SHORT EXERCISE
Transcribe, character for character, only the part of the records that starts with the line containing "Target: woman's arm" and continues through the line containing "(1153, 594)", including both of those lines.

Pointing entries for named objects:

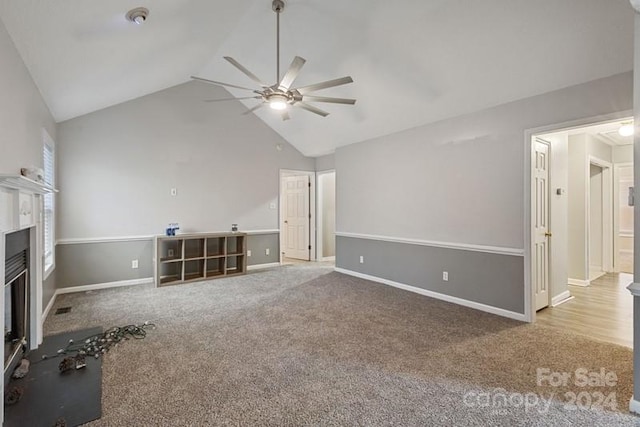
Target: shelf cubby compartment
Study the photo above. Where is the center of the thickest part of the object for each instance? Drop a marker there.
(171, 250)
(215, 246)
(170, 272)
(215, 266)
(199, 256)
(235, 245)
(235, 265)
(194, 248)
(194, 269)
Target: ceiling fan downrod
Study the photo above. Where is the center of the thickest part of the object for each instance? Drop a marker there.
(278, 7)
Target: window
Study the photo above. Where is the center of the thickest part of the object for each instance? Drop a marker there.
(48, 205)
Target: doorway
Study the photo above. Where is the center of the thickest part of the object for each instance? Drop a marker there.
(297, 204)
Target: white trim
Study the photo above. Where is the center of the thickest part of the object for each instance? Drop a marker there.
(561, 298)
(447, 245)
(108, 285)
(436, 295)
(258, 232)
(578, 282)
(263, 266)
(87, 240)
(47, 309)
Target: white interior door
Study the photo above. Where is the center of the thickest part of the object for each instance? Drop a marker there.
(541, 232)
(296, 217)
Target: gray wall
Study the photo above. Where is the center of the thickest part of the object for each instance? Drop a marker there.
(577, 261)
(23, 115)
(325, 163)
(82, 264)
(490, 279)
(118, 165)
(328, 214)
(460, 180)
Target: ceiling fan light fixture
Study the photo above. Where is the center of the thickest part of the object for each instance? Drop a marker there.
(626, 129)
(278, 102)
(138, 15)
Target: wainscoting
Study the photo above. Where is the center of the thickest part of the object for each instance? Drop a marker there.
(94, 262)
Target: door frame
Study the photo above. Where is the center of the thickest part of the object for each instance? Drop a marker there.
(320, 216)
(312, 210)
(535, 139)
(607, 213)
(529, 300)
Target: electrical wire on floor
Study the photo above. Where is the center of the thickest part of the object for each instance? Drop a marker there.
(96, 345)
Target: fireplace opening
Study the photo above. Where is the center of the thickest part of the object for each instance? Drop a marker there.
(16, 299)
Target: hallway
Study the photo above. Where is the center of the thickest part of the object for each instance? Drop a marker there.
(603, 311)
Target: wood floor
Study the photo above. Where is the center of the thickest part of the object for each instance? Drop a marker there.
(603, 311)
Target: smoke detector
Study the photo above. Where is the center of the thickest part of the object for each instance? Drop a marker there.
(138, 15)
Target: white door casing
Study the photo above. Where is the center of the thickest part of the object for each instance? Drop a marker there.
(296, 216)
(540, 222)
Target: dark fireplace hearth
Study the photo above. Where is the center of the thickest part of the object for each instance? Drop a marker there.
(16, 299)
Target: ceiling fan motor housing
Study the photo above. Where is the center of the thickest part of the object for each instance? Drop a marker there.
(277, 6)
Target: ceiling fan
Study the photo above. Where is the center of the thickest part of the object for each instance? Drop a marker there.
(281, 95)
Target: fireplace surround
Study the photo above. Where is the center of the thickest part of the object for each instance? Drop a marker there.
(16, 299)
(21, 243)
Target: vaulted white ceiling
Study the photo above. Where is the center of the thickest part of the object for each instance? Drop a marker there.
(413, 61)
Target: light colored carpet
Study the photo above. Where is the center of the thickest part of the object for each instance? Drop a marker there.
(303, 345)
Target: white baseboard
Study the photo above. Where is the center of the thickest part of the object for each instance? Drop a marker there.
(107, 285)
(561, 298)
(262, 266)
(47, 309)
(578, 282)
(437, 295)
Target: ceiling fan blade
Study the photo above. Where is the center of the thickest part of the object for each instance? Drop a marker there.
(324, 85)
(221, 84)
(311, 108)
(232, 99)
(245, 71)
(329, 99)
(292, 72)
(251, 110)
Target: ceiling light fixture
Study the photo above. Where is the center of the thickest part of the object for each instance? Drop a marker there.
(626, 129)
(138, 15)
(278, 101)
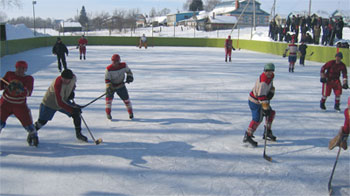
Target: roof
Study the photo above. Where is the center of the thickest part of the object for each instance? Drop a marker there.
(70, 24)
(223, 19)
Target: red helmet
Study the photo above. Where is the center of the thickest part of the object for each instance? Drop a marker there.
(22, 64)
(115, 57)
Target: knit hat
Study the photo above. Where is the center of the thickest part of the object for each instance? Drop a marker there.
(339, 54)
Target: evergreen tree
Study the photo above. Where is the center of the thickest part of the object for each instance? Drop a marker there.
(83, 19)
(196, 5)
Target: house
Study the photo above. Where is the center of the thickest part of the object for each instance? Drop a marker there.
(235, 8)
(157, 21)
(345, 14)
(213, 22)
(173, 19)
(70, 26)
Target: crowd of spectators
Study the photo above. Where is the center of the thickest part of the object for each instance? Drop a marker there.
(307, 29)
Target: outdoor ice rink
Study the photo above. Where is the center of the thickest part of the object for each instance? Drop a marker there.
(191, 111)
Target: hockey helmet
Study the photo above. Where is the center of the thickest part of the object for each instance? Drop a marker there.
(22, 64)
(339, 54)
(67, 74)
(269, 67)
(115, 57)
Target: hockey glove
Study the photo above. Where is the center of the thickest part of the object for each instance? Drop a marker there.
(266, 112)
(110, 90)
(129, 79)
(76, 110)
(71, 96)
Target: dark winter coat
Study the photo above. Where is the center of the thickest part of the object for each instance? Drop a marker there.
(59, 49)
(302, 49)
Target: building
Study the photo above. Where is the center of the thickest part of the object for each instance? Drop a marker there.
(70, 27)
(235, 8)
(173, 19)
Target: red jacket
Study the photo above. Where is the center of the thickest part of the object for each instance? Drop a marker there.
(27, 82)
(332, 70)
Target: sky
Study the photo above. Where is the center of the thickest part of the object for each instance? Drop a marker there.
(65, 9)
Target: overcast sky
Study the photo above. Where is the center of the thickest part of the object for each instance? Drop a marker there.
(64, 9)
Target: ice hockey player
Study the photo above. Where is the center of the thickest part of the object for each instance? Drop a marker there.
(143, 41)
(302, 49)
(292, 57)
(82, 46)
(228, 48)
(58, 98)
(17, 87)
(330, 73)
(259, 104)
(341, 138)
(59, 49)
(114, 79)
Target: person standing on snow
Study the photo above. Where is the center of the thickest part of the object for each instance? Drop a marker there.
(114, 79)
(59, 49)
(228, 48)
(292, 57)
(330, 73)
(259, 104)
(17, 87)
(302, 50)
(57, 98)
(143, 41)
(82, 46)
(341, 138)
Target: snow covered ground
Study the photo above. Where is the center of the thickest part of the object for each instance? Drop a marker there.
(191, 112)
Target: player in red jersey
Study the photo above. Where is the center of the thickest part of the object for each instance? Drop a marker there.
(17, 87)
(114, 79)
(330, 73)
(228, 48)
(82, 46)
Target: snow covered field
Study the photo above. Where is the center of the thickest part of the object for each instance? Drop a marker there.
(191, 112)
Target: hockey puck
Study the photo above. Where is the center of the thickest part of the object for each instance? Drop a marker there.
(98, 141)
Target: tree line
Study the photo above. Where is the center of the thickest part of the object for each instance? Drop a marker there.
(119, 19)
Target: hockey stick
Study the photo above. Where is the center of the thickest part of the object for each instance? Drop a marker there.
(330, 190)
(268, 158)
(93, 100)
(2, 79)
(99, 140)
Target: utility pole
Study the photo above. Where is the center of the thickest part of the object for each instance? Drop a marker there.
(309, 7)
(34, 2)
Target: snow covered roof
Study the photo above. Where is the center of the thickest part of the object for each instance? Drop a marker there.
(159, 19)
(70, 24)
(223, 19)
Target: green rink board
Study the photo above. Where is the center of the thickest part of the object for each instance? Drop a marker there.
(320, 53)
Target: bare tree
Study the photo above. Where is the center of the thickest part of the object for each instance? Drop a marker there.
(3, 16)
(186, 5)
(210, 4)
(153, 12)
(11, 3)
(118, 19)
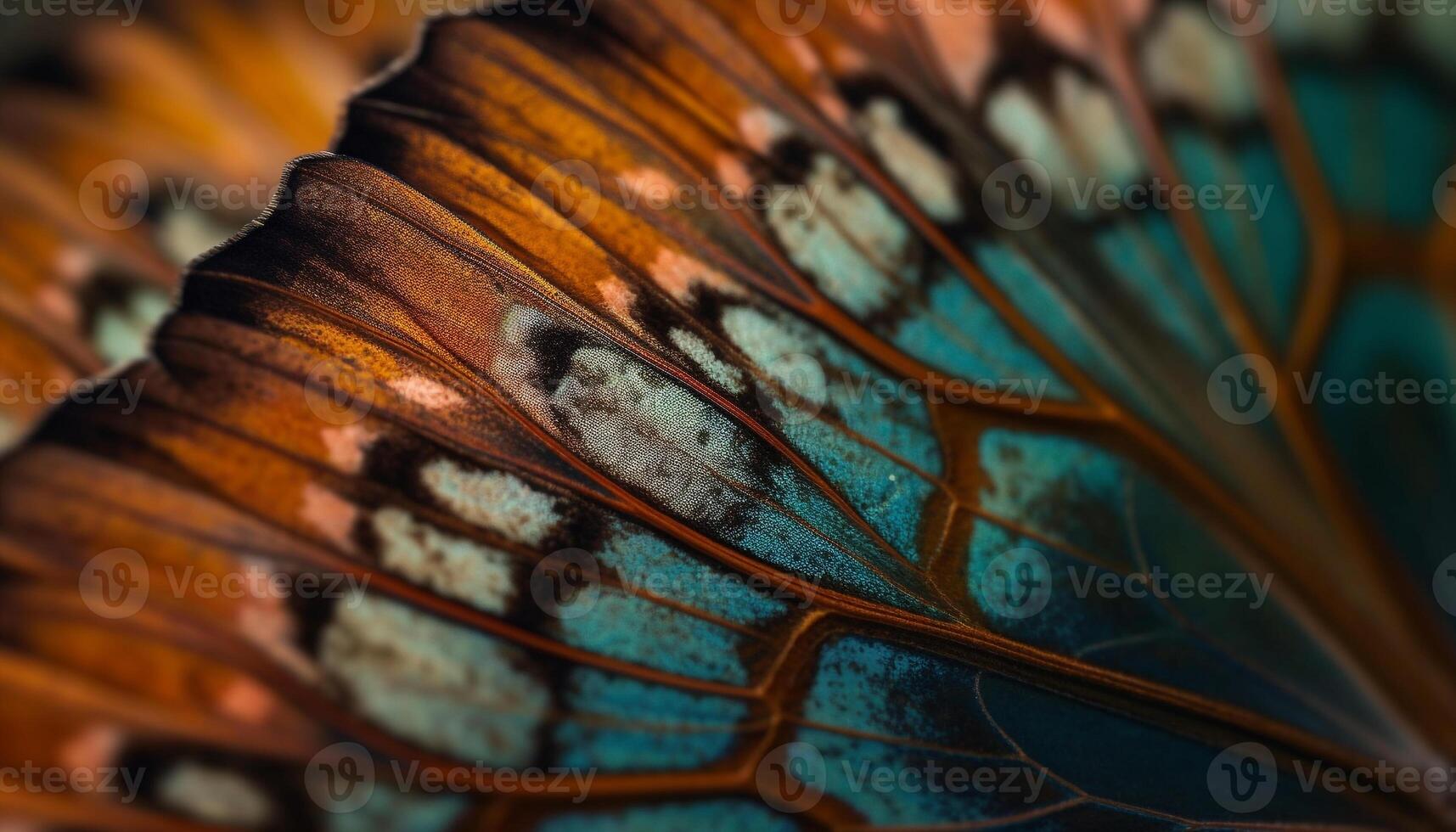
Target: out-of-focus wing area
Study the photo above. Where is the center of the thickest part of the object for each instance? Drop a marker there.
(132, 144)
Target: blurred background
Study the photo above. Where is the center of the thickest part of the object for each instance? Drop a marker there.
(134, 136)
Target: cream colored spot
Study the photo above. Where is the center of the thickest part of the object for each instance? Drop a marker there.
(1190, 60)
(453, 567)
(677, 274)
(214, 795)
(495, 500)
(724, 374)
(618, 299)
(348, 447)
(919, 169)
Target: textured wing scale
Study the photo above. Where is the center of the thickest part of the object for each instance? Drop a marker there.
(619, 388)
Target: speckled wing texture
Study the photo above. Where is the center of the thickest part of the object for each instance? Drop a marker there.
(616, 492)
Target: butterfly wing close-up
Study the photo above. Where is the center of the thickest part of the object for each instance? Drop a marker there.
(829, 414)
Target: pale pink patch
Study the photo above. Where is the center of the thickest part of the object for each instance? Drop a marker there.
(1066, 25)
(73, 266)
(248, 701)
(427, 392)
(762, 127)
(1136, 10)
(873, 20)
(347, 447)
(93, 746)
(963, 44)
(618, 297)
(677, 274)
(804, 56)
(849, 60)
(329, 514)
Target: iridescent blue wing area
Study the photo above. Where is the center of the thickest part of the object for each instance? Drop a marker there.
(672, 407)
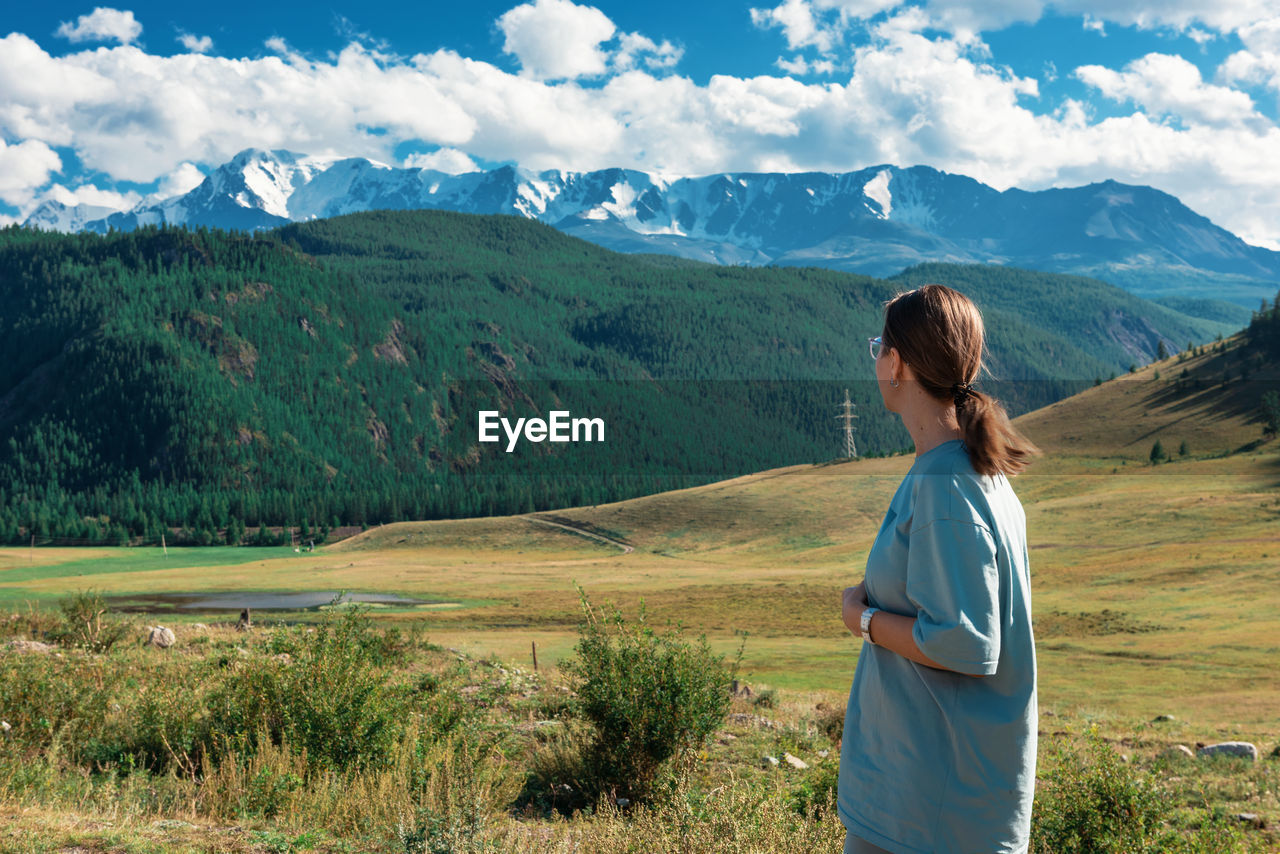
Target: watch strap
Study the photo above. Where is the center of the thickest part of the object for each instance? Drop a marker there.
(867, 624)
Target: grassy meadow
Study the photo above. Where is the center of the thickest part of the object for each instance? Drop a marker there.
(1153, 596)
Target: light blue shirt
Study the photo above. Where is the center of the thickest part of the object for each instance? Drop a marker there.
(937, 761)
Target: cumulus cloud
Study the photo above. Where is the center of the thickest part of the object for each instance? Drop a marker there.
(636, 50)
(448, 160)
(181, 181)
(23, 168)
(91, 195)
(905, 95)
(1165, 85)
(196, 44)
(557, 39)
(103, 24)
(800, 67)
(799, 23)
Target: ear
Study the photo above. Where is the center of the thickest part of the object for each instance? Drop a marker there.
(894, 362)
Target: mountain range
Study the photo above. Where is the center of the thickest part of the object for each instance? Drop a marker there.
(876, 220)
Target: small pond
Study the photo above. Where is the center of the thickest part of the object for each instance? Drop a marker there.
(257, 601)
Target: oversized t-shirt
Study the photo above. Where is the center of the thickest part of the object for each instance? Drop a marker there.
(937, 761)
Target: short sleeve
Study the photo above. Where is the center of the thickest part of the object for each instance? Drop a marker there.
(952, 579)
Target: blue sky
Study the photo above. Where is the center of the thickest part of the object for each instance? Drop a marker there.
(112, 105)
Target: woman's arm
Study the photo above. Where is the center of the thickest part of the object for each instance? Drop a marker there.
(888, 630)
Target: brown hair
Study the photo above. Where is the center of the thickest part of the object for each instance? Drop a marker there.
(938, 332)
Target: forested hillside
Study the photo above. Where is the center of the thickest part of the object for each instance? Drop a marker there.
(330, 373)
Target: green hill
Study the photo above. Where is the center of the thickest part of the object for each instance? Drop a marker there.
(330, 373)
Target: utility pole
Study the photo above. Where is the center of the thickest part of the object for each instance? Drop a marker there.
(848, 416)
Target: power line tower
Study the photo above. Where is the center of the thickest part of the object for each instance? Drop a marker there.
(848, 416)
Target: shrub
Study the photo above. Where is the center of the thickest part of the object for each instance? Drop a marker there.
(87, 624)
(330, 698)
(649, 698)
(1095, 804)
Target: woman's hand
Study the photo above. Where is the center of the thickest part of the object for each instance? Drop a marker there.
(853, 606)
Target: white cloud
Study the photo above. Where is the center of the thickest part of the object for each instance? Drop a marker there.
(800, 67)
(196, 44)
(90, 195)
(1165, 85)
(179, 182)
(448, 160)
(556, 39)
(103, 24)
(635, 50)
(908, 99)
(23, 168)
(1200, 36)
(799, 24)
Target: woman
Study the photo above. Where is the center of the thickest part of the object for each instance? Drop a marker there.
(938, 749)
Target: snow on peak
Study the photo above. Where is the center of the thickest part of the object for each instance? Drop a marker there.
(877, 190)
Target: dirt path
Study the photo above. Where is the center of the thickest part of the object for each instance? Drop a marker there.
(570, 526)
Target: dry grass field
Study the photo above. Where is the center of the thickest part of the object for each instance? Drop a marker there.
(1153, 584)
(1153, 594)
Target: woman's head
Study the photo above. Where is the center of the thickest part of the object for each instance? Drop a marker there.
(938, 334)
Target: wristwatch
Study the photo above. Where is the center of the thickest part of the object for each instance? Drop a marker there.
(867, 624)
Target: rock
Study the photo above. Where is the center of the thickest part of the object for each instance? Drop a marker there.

ANSWER FOR THIS EXERCISE
Target: woman's arm
Study the photo above. Where is the center of the thickest part of the object for each instance? Drop a marker there.
(888, 630)
Target: brown hair
Study the photo above. Where is the center of the thickest part of the object for each instance? Drop a marker there.
(938, 332)
Target: forested hillside
Study the photo above. Where is the center of the thickest part of the object for each instance? Drop a marker there.
(330, 373)
Target: green hill
Study the photo above. Where is the center of the thickest part of the object for each instance? Drop a marker there.
(330, 373)
Target: utility pole
Study the photo above. Where is the center of the thickest part of the object for each instance? Drop a marker there.
(848, 416)
Target: power line tower
Study the photo above. Where is the center of the thickest part of the object for each instance? Drop a marker there.
(848, 416)
Target: shrub
Study the photo above. Where is the center of the thickest part of the object for each instance? Drop a marker there.
(87, 624)
(330, 698)
(649, 698)
(1095, 804)
Target: woman's hand
Study the photo above. Where is the center of the thickest part of the object for each instance? Drop a marker there.
(853, 606)
Target: white cloud
Study the photo above. Where is the center of the thickest part of the object for each instance? Drop a marker there.
(800, 67)
(196, 44)
(90, 195)
(1165, 85)
(179, 182)
(448, 160)
(556, 39)
(103, 24)
(635, 50)
(908, 99)
(23, 168)
(1200, 36)
(799, 24)
Target: woman
Study the photo above. Where is the center of the thickest part of the object for each instance? Drop a marker there.
(938, 749)
Target: snow on peak
Study the photo above. Where is the center of the thickest part of the object for each instance? Drop a marker there.
(877, 190)
Target: dirt path
Study the photo above. Where is the center of the thickest part of the object for each instance? Drop a marker there.
(570, 526)
Target: dry grass field
Study the photo above. Where is the center of the thickest part of the object for each instance? Drop a marker there.
(1153, 584)
(1153, 594)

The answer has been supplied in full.